BEGIN

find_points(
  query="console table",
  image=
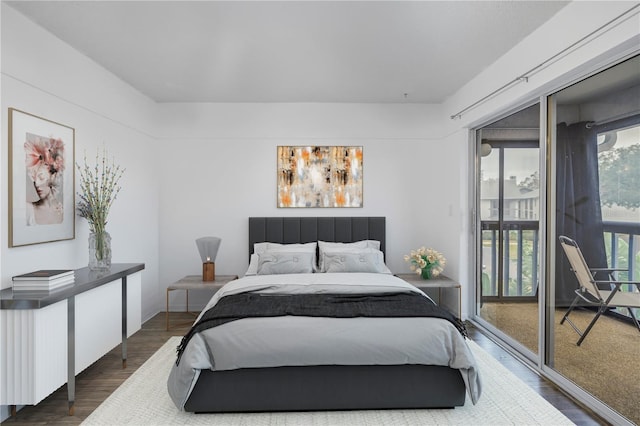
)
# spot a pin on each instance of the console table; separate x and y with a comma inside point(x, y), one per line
point(49, 337)
point(443, 290)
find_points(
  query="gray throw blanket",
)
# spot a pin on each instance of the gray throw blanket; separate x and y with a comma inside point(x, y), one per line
point(252, 305)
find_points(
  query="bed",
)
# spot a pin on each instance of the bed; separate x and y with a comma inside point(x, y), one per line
point(301, 361)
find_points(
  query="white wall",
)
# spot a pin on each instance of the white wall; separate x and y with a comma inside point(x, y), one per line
point(225, 171)
point(43, 76)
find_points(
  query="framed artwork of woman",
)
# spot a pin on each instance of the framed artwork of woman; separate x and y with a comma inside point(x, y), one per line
point(41, 180)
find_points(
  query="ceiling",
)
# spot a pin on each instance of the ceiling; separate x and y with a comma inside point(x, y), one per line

END

Print every item above word for word, but leave out the pictures.

- **The response**:
find_points(
  query="console table",
  image=
)
# spot a pin on each instance of the console table; separate x and y with a comma inside point(x, y), one per line
point(49, 337)
point(443, 290)
find_points(
  query="gray throw blanket",
)
# spot a pin on each instance of the gray throw blanket; separate x and y with a comma inside point(x, y), one per line
point(252, 305)
find_points(
  query="bed",
)
# spot a pin on each instance of the bed; separate x and y with a comma inside point(x, y), one per line
point(301, 361)
find_points(
  query="white wall",
)
# spot a pin on each instance of the white wall; separate x and y with a comma inside point(x, y), one per line
point(225, 171)
point(43, 76)
find_points(
  query="framed artwork of woman",
)
# spot a pin on each instance of the framed artwork of woman; separate x and y with a comma inside point(x, y), one per line
point(41, 180)
find_points(
  query="ceiling",
)
# spot a pin on each instance of the ceiling; separate x and y with a comma inside point(x, y), one per line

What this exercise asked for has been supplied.